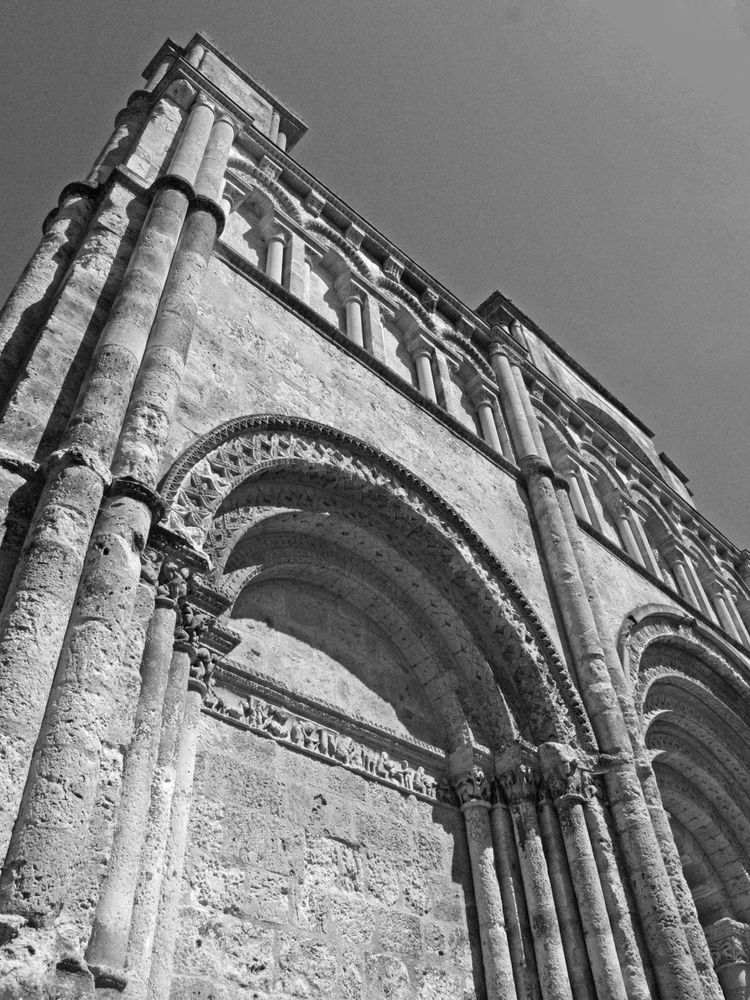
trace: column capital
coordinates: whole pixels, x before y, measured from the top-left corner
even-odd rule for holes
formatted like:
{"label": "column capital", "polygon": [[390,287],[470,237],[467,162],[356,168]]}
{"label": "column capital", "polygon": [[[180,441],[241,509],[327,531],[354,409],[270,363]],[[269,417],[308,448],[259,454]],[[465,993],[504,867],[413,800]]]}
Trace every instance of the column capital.
{"label": "column capital", "polygon": [[416,361],[420,354],[431,358],[435,348],[420,330],[412,330],[404,335],[404,347]]}
{"label": "column capital", "polygon": [[280,223],[276,221],[273,217],[273,213],[269,213],[264,219],[261,220],[260,225],[261,235],[266,243],[270,243],[271,240],[279,240],[281,243],[286,245],[289,239],[289,232]]}
{"label": "column capital", "polygon": [[462,807],[482,804],[489,808],[492,788],[483,768],[478,764],[474,764],[470,771],[456,775],[453,786]]}
{"label": "column capital", "polygon": [[536,758],[530,751],[510,750],[495,760],[495,786],[508,805],[533,802],[539,785]]}
{"label": "column capital", "polygon": [[360,229],[359,226],[356,226],[353,222],[350,222],[344,230],[344,238],[347,243],[351,243],[353,247],[359,249],[362,245],[362,240],[365,238],[365,231],[364,229]]}
{"label": "column capital", "polygon": [[220,659],[218,653],[206,649],[205,646],[196,650],[195,659],[190,664],[188,691],[196,691],[201,696],[202,701],[206,701],[209,692],[213,690],[213,676]]}
{"label": "column capital", "polygon": [[676,563],[684,563],[689,558],[684,545],[676,538],[665,538],[659,544],[659,553],[670,566]]}
{"label": "column capital", "polygon": [[177,601],[177,623],[174,632],[174,648],[187,653],[191,661],[216,619],[205,611],[199,611],[186,597]]}
{"label": "column capital", "polygon": [[521,470],[521,475],[526,482],[536,477],[546,477],[547,479],[552,480],[555,487],[558,486],[558,481],[561,488],[567,489],[568,487],[567,481],[562,479],[561,476],[558,476],[549,462],[545,462],[539,455],[524,456],[519,459],[518,467]]}
{"label": "column capital", "polygon": [[469,399],[474,406],[481,406],[482,403],[488,403],[490,406],[497,399],[497,394],[492,391],[492,387],[487,383],[481,375],[474,375],[466,383],[466,392],[468,393]]}
{"label": "column capital", "polygon": [[305,210],[313,218],[317,219],[320,213],[325,208],[326,200],[325,198],[318,194],[317,191],[309,191],[307,197],[304,199],[302,204],[305,206]]}
{"label": "column capital", "polygon": [[338,278],[336,278],[333,283],[333,288],[339,297],[339,301],[344,306],[352,299],[356,299],[360,305],[364,302],[365,293],[354,284],[351,272],[348,270],[344,271],[338,276]]}
{"label": "column capital", "polygon": [[586,801],[584,772],[572,747],[564,743],[542,743],[539,765],[556,805]]}
{"label": "column capital", "polygon": [[706,941],[714,968],[724,965],[747,965],[749,961],[750,927],[730,917],[722,917],[705,928]]}
{"label": "column capital", "polygon": [[130,497],[145,504],[151,511],[151,520],[154,524],[164,517],[165,507],[161,496],[135,476],[117,476],[109,484],[106,492],[108,496]]}
{"label": "column capital", "polygon": [[604,509],[615,518],[627,517],[633,509],[633,500],[630,494],[618,487],[611,489],[601,499]]}
{"label": "column capital", "polygon": [[187,594],[190,570],[174,559],[165,559],[156,584],[156,603],[162,608],[177,608]]}
{"label": "column capital", "polygon": [[388,275],[393,281],[399,281],[401,275],[404,273],[404,265],[398,260],[393,254],[388,254],[388,256],[383,261],[383,274]]}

*-*-*

--- EXERCISE REQUIREMENTS ---
Could you give these rows again with "top-left corner" swapped for "upper-left corner" and everything else unchanged? Leave the pictures out.

--- RESULT OF THE EXERCISE ---
trace: column capital
coordinates: whole pixels, x before y, measured from the upper-left corner
even-odd rule for holes
formatted like:
{"label": "column capital", "polygon": [[390,287],[470,237],[467,162],[356,168]]}
{"label": "column capital", "polygon": [[[180,441],[241,509],[327,531],[354,409],[270,363]],[[269,417],[308,448],[259,454]],[[465,993],[504,867],[413,800]]]}
Trace every instance of the column capital.
{"label": "column capital", "polygon": [[416,361],[420,354],[431,358],[435,348],[420,330],[412,330],[404,335],[404,347]]}
{"label": "column capital", "polygon": [[280,223],[276,221],[273,217],[273,213],[269,213],[264,219],[261,220],[260,225],[261,235],[266,243],[270,243],[271,240],[279,240],[281,243],[286,245],[289,239],[289,232]]}
{"label": "column capital", "polygon": [[462,807],[482,804],[489,808],[492,788],[483,768],[478,764],[474,764],[470,771],[456,775],[453,786]]}
{"label": "column capital", "polygon": [[536,758],[530,751],[510,750],[495,760],[495,786],[508,805],[533,802],[539,785]]}
{"label": "column capital", "polygon": [[360,229],[359,226],[356,226],[353,222],[350,222],[344,230],[344,238],[347,243],[351,243],[353,247],[359,249],[362,245],[362,240],[365,238],[365,231],[364,229]]}
{"label": "column capital", "polygon": [[220,659],[218,653],[206,649],[205,646],[196,650],[195,659],[190,664],[188,691],[196,691],[201,696],[202,701],[206,701],[209,692],[213,690],[213,676]]}
{"label": "column capital", "polygon": [[676,563],[684,563],[689,558],[684,545],[676,538],[665,538],[659,544],[659,553],[670,566]]}
{"label": "column capital", "polygon": [[177,601],[177,623],[174,632],[174,648],[187,653],[191,661],[216,619],[205,611],[199,611],[186,597]]}
{"label": "column capital", "polygon": [[521,470],[521,475],[526,482],[536,477],[546,477],[547,479],[552,480],[555,487],[558,486],[558,481],[561,488],[567,489],[568,487],[567,481],[562,479],[561,476],[558,476],[549,462],[545,462],[539,455],[524,456],[519,459],[518,467]]}
{"label": "column capital", "polygon": [[469,399],[474,406],[481,406],[482,403],[488,403],[490,406],[497,399],[497,394],[492,391],[492,387],[487,383],[481,375],[474,375],[466,383],[466,392],[468,393]]}
{"label": "column capital", "polygon": [[305,210],[313,218],[317,219],[320,213],[325,208],[326,200],[325,198],[318,194],[317,191],[309,191],[307,197],[304,199],[302,204],[305,206]]}
{"label": "column capital", "polygon": [[338,278],[336,278],[333,283],[333,288],[339,297],[339,301],[344,306],[352,299],[356,299],[360,305],[364,302],[365,293],[354,284],[351,272],[348,270],[344,271],[338,276]]}
{"label": "column capital", "polygon": [[586,801],[584,772],[572,747],[564,743],[542,743],[539,765],[556,805]]}
{"label": "column capital", "polygon": [[706,941],[714,968],[724,965],[747,965],[749,961],[750,927],[730,917],[722,917],[705,928]]}
{"label": "column capital", "polygon": [[130,497],[145,504],[151,511],[151,520],[154,524],[164,517],[165,507],[161,496],[135,476],[117,476],[109,484],[106,492],[108,496]]}
{"label": "column capital", "polygon": [[604,509],[615,518],[627,517],[633,509],[633,500],[630,494],[618,487],[611,489],[601,499]]}
{"label": "column capital", "polygon": [[187,594],[190,570],[174,559],[165,559],[156,584],[156,603],[162,608],[177,608]]}
{"label": "column capital", "polygon": [[388,275],[393,281],[399,281],[401,275],[404,273],[404,265],[398,260],[393,254],[388,254],[388,256],[383,261],[383,274]]}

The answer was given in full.